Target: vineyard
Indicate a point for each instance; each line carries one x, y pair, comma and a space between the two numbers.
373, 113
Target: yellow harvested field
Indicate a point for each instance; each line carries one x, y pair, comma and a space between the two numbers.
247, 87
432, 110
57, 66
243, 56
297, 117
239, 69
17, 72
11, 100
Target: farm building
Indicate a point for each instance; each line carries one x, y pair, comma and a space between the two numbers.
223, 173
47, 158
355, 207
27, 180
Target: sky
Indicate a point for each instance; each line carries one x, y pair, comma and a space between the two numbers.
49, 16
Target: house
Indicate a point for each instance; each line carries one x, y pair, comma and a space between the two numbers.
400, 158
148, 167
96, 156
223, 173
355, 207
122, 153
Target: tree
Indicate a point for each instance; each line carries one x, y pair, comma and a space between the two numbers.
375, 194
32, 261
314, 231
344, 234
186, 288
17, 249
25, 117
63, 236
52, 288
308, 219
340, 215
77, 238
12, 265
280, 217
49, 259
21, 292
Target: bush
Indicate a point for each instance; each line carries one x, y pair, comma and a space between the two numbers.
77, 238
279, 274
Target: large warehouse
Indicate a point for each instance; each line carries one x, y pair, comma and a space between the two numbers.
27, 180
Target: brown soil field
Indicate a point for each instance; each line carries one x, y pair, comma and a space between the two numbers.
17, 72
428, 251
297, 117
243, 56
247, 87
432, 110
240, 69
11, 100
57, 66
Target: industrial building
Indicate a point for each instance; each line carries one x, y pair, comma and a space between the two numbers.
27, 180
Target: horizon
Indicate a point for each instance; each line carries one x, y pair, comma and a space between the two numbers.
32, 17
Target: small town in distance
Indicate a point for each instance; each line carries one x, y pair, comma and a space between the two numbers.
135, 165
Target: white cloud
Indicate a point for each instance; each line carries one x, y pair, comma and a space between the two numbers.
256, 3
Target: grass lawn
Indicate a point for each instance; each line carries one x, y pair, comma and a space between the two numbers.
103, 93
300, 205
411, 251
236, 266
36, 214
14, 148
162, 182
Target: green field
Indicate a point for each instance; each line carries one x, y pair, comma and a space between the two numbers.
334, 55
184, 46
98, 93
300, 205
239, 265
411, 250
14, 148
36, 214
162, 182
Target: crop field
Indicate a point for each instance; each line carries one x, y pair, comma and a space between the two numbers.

> [THE PROBLEM]: Copy out every line of the listing above word for word, in the same order.

> [RESPONSE]:
Target: vineyard
Indicate a point for each instance; each line carries one x, y pair, comma and a space between the two numbers.
373, 113
Target: yellow harvested field
Indicate a point for each instance; each line carries one x, y pair, comma and a space between the two numbers.
247, 87
432, 110
57, 66
243, 56
297, 117
239, 69
17, 72
11, 100
Target: farm building
Indicate a point for each instance; each line carries one x, y pair, comma and a space between the two numbers.
223, 173
47, 158
355, 207
27, 180
Target: sky
Indicate a point for each instance; each line carries one x, y pair, comma and a space between the two numbers.
49, 16
Target: house
Indicate a point for each instance; each line carries one x, y pair, comma and a space between the two numbers.
400, 158
148, 167
96, 156
223, 173
355, 207
122, 153
Target: tree
Indicate a point for each instance; each line carries one x, y pair, comma and a space between the two numbers.
375, 194
32, 261
314, 231
344, 234
186, 288
17, 249
25, 117
63, 236
52, 288
308, 219
340, 215
77, 238
12, 265
280, 217
49, 259
21, 292
Target: bush
Indicate a point for each instance; each line carries one x, y pair, comma and a space between the two numbers.
77, 238
279, 274
Target: large warehouse
Indicate a point for each instance; each line carries one x, y pair, comma and a space between the two numbers.
27, 180
Target: brown soil field
Indicate a point for each instance; each line carries one x, y pair, comma and a space between the two numbers.
17, 72
428, 251
297, 117
243, 56
247, 87
432, 110
240, 69
11, 100
57, 66
Target: industrial building
Indicate a point for each instance; each line carries one x, y pair, comma and a space between the two numbers.
27, 180
Target: horizon
Indicate a point for each instance; each line carries one x, y pair, comma and a space between the two numbers.
32, 17
Target: small town in distance
Indicate a point for each instance; each line carries one x, y pair, comma and a space between the two numbers.
135, 165
Target: white cloud
Indicate a point for each instance; each line carries one x, y pair, comma and a space between the two numbers.
256, 3
Target: grass lawn
Indicate a point for each instance; each line carries one x, y pair, comma and a space between the two numbers.
103, 93
300, 205
411, 251
236, 266
36, 214
14, 148
162, 182
Target: green field
Indicate a point for each instance; each line carries one x, y pair, comma and a space between the two numbers.
334, 55
184, 46
98, 93
300, 205
239, 265
411, 250
14, 148
36, 214
162, 182
Target: crop field
Indicate a point for each instance; each line carries one x, y pair, comma and a space between the two numbers.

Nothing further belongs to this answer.